REQUIRED TASK 1 — In the text on the March 20, 2015 solar eclipse, how long was the longest duration of totality, and where did it occur?
REQUIRED TASK 2 — Summarize the text on the March 20, 2015 solar eclipse in two sentences.
REQUIRED TASK 3 — List every ocean or sea named in the text on the March 20, 2015 solar eclipse.

TEXT —
A total solar eclipse occurred on March 20, 2015. A solar eclipse occurs when the Moon passes between Earth and the Sun, thereby totally or partly obscuring the image of the Sun for a viewer on Earth. A total solar eclipse occurs when the Moon's apparent diameter is larger than the Sun's, blocking all direct sunlight, turning day into darkness. Totality occurs in a narrow path across Earth's surface, with a partial solar eclipse visible over a surrounding region thousands of kilometres wide. This total solar eclipse is notable in that the path of totality passed over the North Pole. Totality was visible in the Faroe Islands and Svalbard.

It had a magnitude of 1.0445. The longest duration of totality was 2 minutes and 47 seconds off the coast of the Faroe Islands. It was the last total solar eclipse visible in Europe until the eclipse of August 12, 2026.

The track of totality passed across the North Atlantic and into the Arctic Ocean.

Event
The solar eclipse began at 08:30 GMT in northwest Europe and moved towards the northeast but still in northern Europe. It was most visible from the North Atlantic and Arctic Oceans, Greenland, Iceland, Ireland, the United Kingdom, Faroe Islands, northern Norway and Murmansk Oblast. The shadow began its pass off the south coast of Greenland. It then moved to the northeast, passing between Iceland and the United Kingdom before moving over the Faroe Islands and the northernmost islands of Norway. The shadow of the eclipse was visible in varying degrees all over Europe.
For example, London experienced an 86.8% partial solar eclipse while points north of the Faroe Islands in the Norwegian Sea saw a complete solar eclipse. Three chartered airliners flew above the clouds, giving passengers a slightly prolonged view.

The eclipse was observed at radio frequencies at the Metsähovi Radio Observatory, Finland, where a partial eclipse was seen. The eclipse was also observed by meteorological satellite Meteosat-10.

PROVIDED MATERIAL —
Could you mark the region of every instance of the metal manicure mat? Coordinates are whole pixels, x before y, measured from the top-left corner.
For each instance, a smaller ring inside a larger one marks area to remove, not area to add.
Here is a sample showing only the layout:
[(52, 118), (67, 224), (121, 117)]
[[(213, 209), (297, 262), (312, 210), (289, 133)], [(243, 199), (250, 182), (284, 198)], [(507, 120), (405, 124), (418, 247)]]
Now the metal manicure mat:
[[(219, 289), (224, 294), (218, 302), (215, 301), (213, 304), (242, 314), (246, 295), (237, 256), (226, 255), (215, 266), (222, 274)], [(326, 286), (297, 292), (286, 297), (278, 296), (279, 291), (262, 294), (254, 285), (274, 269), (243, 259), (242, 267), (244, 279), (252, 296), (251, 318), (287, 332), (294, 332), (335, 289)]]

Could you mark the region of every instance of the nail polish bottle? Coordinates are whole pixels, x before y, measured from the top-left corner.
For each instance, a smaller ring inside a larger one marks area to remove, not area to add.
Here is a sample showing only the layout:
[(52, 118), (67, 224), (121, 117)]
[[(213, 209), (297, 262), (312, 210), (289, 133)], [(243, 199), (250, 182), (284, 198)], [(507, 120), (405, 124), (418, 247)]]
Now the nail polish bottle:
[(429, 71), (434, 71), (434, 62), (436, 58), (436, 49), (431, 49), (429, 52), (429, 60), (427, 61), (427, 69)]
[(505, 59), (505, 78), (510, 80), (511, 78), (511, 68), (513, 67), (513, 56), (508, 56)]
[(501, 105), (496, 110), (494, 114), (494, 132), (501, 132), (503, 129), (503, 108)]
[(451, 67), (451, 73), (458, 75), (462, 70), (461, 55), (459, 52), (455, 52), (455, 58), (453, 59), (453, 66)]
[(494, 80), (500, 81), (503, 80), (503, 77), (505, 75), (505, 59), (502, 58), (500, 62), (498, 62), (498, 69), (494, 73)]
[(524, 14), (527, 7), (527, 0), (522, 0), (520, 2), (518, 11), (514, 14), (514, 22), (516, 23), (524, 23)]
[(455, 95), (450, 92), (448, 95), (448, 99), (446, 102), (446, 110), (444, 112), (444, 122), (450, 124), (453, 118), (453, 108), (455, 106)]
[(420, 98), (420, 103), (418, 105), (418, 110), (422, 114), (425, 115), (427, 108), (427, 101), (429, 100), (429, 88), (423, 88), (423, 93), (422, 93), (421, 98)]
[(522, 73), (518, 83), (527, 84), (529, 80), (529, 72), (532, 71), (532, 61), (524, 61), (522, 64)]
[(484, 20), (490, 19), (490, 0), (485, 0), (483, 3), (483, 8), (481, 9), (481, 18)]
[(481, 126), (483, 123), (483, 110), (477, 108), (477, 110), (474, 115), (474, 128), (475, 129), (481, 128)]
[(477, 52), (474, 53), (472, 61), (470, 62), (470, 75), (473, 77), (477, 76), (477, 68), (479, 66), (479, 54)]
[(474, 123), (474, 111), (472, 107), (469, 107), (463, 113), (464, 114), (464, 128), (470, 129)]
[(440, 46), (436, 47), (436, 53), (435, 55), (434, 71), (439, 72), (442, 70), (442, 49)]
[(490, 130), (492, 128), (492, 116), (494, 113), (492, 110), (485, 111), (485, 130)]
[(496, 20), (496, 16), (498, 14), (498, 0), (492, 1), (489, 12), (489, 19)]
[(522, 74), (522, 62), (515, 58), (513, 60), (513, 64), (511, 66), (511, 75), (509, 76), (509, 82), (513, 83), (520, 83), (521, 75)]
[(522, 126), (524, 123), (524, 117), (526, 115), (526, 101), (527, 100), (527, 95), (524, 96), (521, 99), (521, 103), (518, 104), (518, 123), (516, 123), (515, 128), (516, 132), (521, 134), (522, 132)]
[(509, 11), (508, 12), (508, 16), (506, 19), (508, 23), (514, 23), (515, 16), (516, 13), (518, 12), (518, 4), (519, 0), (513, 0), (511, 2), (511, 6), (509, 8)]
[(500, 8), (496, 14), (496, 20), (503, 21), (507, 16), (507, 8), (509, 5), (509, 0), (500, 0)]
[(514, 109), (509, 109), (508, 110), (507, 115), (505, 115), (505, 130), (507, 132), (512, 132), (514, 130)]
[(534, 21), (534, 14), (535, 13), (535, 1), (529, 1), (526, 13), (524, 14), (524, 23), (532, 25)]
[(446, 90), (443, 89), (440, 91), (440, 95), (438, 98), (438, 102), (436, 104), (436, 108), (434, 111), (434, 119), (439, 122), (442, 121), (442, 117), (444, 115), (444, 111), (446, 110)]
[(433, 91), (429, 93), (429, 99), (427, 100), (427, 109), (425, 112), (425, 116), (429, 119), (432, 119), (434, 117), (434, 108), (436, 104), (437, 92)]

PROBLEM SOLUTION 1 — 2 minutes and 47 seconds, off the coast of the Faroe Islands.

PROBLEM SOLUTION 2 — A total solar eclipse occurred on March 20, 2015, with a path of totality that crossed the North Atlantic, passed over the Faroe Islands and Svalbard, and reached the North Pole. A partial eclipse was visible across Europe, including an 86.8% eclipse in London, and it was the last total solar eclipse visible in Europe until August 12, 2026.

PROBLEM SOLUTION 3 — North Atlantic Ocean, Arctic Ocean, Norwegian Sea